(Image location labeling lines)

==*==

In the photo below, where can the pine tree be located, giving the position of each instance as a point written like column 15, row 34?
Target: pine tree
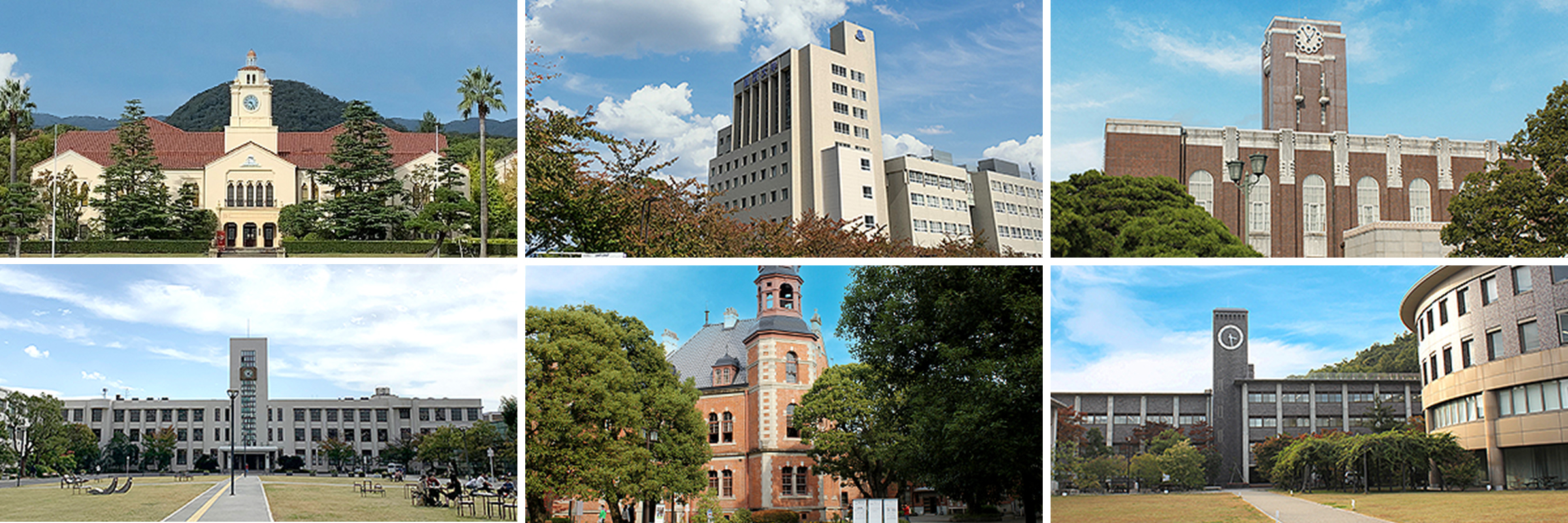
column 361, row 178
column 135, row 203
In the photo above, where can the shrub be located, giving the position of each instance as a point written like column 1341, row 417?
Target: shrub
column 775, row 516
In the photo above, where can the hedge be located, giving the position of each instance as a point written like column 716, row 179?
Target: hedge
column 123, row 247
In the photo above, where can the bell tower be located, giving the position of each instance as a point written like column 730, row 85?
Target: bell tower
column 250, row 109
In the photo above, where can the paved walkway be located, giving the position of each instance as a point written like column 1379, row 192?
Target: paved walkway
column 1286, row 509
column 248, row 503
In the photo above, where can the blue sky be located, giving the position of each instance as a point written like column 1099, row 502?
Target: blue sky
column 963, row 77
column 333, row 330
column 1457, row 69
column 675, row 295
column 404, row 57
column 1147, row 327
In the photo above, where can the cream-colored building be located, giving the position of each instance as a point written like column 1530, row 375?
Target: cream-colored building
column 806, row 135
column 245, row 173
column 261, row 430
column 927, row 201
column 1009, row 208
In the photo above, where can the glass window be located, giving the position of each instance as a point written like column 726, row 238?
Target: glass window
column 1522, row 280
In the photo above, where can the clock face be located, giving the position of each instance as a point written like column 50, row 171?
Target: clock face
column 1308, row 40
column 1230, row 337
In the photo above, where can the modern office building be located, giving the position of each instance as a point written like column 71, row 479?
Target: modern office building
column 1494, row 374
column 806, row 135
column 265, row 430
column 1009, row 209
column 1326, row 192
column 1243, row 409
column 247, row 172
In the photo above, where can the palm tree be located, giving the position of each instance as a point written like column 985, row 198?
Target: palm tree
column 16, row 110
column 482, row 90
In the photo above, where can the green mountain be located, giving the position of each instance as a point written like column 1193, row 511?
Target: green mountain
column 297, row 107
column 1393, row 357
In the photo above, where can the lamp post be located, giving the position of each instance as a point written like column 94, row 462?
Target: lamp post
column 1244, row 182
column 233, row 458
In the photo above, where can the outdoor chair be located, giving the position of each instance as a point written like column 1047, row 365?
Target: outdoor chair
column 108, row 490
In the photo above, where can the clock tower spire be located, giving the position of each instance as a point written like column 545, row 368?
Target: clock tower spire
column 250, row 109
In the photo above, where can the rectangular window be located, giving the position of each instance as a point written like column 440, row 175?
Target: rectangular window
column 1527, row 337
column 1494, row 343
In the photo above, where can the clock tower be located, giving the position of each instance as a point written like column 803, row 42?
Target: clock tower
column 1230, row 340
column 250, row 109
column 1303, row 65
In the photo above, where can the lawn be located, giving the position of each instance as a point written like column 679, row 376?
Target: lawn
column 1515, row 506
column 150, row 500
column 1186, row 508
column 331, row 500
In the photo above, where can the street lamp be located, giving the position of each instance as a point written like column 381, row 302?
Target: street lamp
column 1244, row 182
column 233, row 395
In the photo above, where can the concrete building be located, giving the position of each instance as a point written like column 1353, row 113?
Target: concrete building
column 1243, row 409
column 270, row 428
column 1326, row 192
column 245, row 173
column 1494, row 373
column 806, row 135
column 1009, row 209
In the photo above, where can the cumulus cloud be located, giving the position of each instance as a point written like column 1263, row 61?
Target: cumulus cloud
column 632, row 27
column 8, row 68
column 319, row 7
column 1024, row 154
column 664, row 114
column 900, row 145
column 1228, row 54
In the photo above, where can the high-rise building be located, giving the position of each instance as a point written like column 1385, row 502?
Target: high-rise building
column 806, row 135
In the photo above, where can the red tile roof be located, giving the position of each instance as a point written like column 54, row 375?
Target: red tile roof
column 181, row 150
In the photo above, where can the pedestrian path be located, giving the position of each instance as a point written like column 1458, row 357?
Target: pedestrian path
column 248, row 503
column 1288, row 509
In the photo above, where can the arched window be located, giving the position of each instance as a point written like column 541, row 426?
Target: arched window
column 1315, row 216
column 1201, row 189
column 791, row 368
column 789, row 422
column 1366, row 200
column 1420, row 201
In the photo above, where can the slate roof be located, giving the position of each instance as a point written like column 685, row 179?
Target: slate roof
column 696, row 357
column 182, row 150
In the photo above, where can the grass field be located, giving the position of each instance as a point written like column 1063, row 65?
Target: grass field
column 1515, row 506
column 1188, row 508
column 150, row 500
column 333, row 500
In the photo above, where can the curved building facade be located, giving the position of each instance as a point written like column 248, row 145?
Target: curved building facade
column 1494, row 348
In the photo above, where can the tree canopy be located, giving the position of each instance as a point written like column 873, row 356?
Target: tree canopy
column 1095, row 216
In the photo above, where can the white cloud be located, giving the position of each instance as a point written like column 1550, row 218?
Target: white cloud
column 319, row 7
column 1228, row 54
column 664, row 114
column 631, row 27
column 896, row 146
column 1024, row 154
column 8, row 68
column 1076, row 158
column 896, row 16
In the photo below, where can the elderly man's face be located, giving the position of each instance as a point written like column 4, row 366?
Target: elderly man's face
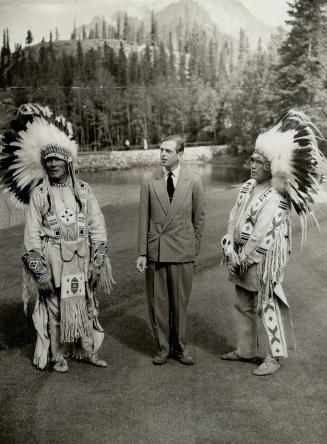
column 260, row 169
column 168, row 156
column 56, row 169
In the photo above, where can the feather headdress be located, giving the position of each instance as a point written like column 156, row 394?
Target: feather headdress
column 36, row 133
column 296, row 163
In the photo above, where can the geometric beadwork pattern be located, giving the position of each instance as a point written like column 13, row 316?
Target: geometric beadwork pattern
column 272, row 328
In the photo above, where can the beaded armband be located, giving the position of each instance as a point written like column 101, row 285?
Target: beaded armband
column 99, row 254
column 35, row 263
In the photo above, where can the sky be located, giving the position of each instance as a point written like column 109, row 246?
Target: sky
column 43, row 16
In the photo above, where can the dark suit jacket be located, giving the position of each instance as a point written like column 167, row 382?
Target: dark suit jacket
column 171, row 232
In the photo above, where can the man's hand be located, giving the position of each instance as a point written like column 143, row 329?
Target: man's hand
column 45, row 289
column 93, row 276
column 234, row 259
column 232, row 270
column 141, row 264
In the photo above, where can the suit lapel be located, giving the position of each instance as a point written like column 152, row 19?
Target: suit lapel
column 160, row 188
column 182, row 186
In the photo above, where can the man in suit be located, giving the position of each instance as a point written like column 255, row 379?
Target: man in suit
column 171, row 221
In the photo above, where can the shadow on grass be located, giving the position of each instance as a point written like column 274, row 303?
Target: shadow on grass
column 16, row 329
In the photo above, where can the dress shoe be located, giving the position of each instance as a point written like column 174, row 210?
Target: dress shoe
column 233, row 356
column 186, row 359
column 60, row 366
column 269, row 366
column 160, row 360
column 93, row 359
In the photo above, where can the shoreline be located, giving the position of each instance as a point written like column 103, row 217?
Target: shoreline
column 124, row 160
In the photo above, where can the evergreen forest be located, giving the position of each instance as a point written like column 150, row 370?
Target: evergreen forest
column 129, row 82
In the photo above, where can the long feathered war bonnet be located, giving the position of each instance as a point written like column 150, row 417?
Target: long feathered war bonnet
column 297, row 166
column 36, row 134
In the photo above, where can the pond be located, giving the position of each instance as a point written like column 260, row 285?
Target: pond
column 122, row 187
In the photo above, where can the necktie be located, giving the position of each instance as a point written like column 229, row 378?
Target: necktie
column 170, row 186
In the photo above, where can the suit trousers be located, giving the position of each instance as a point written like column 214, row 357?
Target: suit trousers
column 169, row 287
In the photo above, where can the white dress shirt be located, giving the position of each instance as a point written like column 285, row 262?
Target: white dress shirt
column 174, row 174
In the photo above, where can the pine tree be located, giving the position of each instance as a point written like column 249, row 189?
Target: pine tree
column 126, row 29
column 29, row 38
column 104, row 29
column 133, row 67
column 153, row 31
column 122, row 74
column 172, row 58
column 96, row 31
column 109, row 60
column 140, row 33
column 147, row 67
column 302, row 68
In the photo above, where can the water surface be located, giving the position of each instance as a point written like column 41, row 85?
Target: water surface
column 123, row 187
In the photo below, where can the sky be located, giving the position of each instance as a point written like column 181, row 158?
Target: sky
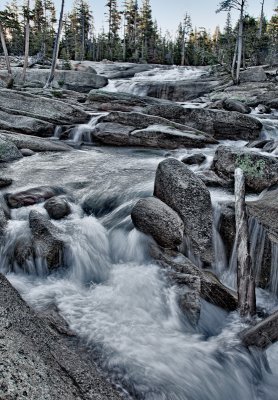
column 169, row 13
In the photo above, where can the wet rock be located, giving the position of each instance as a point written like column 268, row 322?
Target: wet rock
column 194, row 159
column 260, row 171
column 40, row 363
column 136, row 129
column 185, row 193
column 4, row 182
column 8, row 151
column 55, row 112
column 23, row 251
column 100, row 203
column 25, row 124
column 211, row 179
column 78, row 81
column 258, row 144
column 263, row 109
column 211, row 289
column 153, row 217
column 33, row 143
column 47, row 240
column 220, row 124
column 234, row 105
column 57, row 208
column 27, row 152
column 253, row 74
column 271, row 146
column 180, row 90
column 227, row 228
column 31, row 196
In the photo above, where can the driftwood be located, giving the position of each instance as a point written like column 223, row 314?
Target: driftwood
column 3, row 42
column 245, row 276
column 263, row 334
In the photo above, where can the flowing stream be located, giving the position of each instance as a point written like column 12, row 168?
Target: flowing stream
column 116, row 299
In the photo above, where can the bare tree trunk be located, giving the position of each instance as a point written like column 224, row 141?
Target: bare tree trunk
column 27, row 42
column 245, row 275
column 240, row 44
column 263, row 334
column 234, row 62
column 261, row 21
column 56, row 48
column 183, row 48
column 4, row 46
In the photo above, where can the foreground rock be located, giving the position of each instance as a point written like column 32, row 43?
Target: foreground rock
column 263, row 334
column 39, row 363
column 33, row 143
column 8, row 151
column 182, row 270
column 253, row 74
column 136, row 129
column 47, row 240
column 118, row 101
column 57, row 208
column 4, row 182
column 31, row 114
column 31, row 196
column 153, row 217
column 260, row 171
column 231, row 105
column 78, row 81
column 220, row 124
column 180, row 90
column 185, row 193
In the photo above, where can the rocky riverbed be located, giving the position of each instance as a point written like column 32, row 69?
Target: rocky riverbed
column 117, row 228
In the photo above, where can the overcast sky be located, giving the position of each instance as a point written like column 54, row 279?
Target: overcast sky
column 169, row 13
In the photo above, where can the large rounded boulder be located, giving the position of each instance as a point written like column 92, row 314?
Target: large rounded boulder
column 184, row 192
column 153, row 217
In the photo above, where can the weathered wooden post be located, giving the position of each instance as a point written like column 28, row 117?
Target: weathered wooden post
column 245, row 275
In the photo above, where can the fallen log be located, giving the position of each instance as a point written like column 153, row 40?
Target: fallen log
column 263, row 334
column 245, row 275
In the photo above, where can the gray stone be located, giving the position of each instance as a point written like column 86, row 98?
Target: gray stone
column 47, row 240
column 234, row 105
column 33, row 143
column 8, row 151
column 41, row 108
column 153, row 217
column 32, row 196
column 194, row 159
column 211, row 179
column 211, row 289
column 220, row 124
column 4, row 182
column 185, row 193
column 253, row 74
column 136, row 129
column 57, row 208
column 27, row 152
column 260, row 171
column 40, row 361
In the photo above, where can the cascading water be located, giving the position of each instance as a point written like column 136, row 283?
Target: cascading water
column 139, row 84
column 83, row 133
column 115, row 298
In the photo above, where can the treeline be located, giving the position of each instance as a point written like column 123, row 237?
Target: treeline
column 132, row 34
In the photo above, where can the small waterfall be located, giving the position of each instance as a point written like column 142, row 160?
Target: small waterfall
column 274, row 269
column 84, row 132
column 220, row 261
column 257, row 235
column 57, row 132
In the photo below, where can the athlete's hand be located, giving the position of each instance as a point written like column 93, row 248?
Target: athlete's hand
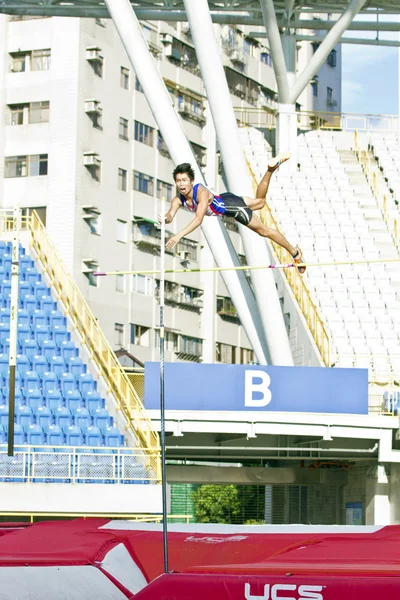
column 167, row 219
column 173, row 241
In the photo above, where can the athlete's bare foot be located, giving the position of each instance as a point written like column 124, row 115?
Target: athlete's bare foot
column 276, row 162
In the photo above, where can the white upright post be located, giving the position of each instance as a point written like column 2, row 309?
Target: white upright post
column 16, row 223
column 238, row 176
column 180, row 150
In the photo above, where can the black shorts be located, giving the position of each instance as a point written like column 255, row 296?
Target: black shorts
column 237, row 208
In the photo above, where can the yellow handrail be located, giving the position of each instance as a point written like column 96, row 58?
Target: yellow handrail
column 365, row 161
column 299, row 287
column 127, row 399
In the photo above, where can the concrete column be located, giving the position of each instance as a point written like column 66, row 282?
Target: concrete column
column 377, row 500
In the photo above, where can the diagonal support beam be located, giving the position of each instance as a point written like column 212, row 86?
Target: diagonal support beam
column 330, row 41
column 278, row 57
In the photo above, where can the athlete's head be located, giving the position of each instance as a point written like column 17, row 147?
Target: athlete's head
column 184, row 176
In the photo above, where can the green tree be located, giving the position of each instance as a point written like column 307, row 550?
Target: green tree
column 217, row 504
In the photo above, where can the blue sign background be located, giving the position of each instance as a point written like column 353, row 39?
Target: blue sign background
column 191, row 386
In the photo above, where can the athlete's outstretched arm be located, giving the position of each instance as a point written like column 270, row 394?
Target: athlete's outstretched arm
column 202, row 205
column 173, row 209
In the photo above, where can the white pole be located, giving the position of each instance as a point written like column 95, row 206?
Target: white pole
column 16, row 223
column 180, row 150
column 162, row 388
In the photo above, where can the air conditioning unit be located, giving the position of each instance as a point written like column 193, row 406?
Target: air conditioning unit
column 92, row 106
column 91, row 159
column 93, row 53
column 183, row 255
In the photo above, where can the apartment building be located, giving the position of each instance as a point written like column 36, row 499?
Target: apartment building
column 79, row 144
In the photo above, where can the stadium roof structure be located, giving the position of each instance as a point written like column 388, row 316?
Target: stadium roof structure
column 246, row 12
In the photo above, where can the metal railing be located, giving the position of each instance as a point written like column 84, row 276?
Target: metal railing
column 128, row 401
column 310, row 120
column 299, row 287
column 63, row 464
column 385, row 202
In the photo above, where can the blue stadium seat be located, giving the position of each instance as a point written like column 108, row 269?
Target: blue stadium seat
column 40, row 289
column 31, row 275
column 57, row 365
column 101, row 418
column 49, row 381
column 23, row 415
column 86, row 383
column 39, row 317
column 54, row 398
column 93, row 400
column 34, row 399
column 54, row 435
column 24, row 289
column 47, row 303
column 35, row 435
column 28, row 347
column 93, row 436
column 40, row 333
column 5, row 315
column 76, row 366
column 23, row 363
column 82, row 417
column 30, row 302
column 40, row 364
column 31, row 380
column 57, row 319
column 49, row 348
column 4, row 362
column 67, row 383
column 73, row 435
column 62, row 416
column 68, row 349
column 113, row 437
column 73, row 399
column 44, row 416
column 60, row 334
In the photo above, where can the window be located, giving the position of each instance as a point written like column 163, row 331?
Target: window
column 142, row 284
column 225, row 353
column 26, row 166
column 35, row 112
column 140, row 335
column 164, row 190
column 188, row 248
column 94, row 225
column 123, row 128
column 120, row 283
column 122, row 231
column 122, row 180
column 119, row 334
column 35, row 60
column 39, row 112
column 124, row 79
column 266, row 58
column 138, row 86
column 332, row 58
column 144, row 133
column 143, row 183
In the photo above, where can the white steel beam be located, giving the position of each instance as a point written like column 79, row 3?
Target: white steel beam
column 238, row 175
column 275, row 44
column 325, row 48
column 174, row 136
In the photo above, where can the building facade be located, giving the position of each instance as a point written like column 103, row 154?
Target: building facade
column 79, row 144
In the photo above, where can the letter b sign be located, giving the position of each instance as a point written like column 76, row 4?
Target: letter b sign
column 257, row 382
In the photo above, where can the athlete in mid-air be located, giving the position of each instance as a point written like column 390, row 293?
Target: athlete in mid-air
column 202, row 201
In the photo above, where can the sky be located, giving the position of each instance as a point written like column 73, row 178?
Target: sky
column 370, row 74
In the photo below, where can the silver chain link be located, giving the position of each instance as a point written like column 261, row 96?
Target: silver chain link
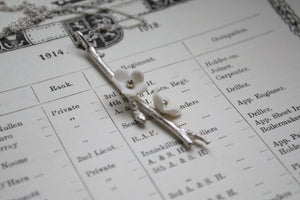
column 36, row 14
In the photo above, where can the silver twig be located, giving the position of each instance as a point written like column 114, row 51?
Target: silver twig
column 186, row 136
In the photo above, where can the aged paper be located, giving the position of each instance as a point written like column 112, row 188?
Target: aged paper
column 232, row 66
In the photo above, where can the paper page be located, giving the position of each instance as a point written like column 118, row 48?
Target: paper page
column 232, row 66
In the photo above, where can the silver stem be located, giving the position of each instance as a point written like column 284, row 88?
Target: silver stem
column 186, row 136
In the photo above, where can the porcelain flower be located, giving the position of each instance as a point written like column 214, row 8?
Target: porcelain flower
column 130, row 84
column 164, row 105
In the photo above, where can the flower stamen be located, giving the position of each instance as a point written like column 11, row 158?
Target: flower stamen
column 130, row 84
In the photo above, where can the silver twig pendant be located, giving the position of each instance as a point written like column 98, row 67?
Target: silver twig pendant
column 132, row 85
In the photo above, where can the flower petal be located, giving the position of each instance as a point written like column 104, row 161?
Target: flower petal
column 137, row 76
column 121, row 75
column 164, row 106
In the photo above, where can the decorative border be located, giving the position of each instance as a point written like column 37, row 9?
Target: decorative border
column 105, row 39
column 287, row 15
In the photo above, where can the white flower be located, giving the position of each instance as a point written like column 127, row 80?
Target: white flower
column 164, row 106
column 130, row 84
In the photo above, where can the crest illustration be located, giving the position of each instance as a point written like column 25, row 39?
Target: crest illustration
column 98, row 28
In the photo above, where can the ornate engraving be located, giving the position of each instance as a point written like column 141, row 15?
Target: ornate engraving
column 161, row 4
column 287, row 15
column 13, row 42
column 100, row 29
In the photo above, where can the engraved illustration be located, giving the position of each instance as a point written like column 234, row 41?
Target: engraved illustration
column 287, row 15
column 12, row 42
column 160, row 4
column 100, row 29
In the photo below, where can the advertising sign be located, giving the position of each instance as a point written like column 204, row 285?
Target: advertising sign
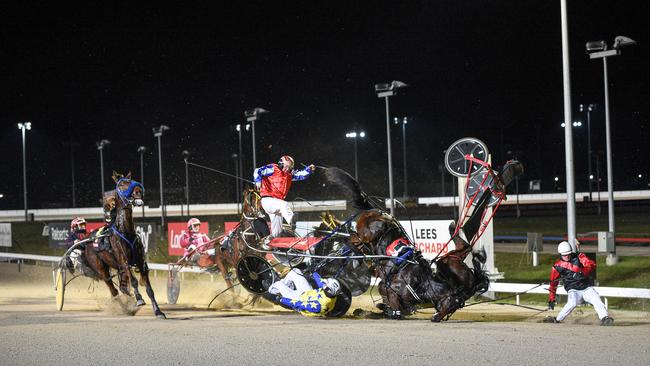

==*==

### Written task
Reproduce verbatim the lines from the one containing "In the photo above, where can the cream-colored" through the one containing "column 1522, row 280", including both of those lines.

### Written reply
In the photo above, where can the cream-colored building be located, giving the position of each instance as a point written like column 1530, row 375?
Target: cream-colored building
column 806, row 135
column 245, row 173
column 261, row 430
column 927, row 201
column 1009, row 208
In the photo above, where can the glass window be located, giving the position of each instance as a point written like column 726, row 238?
Target: glass window
column 1522, row 280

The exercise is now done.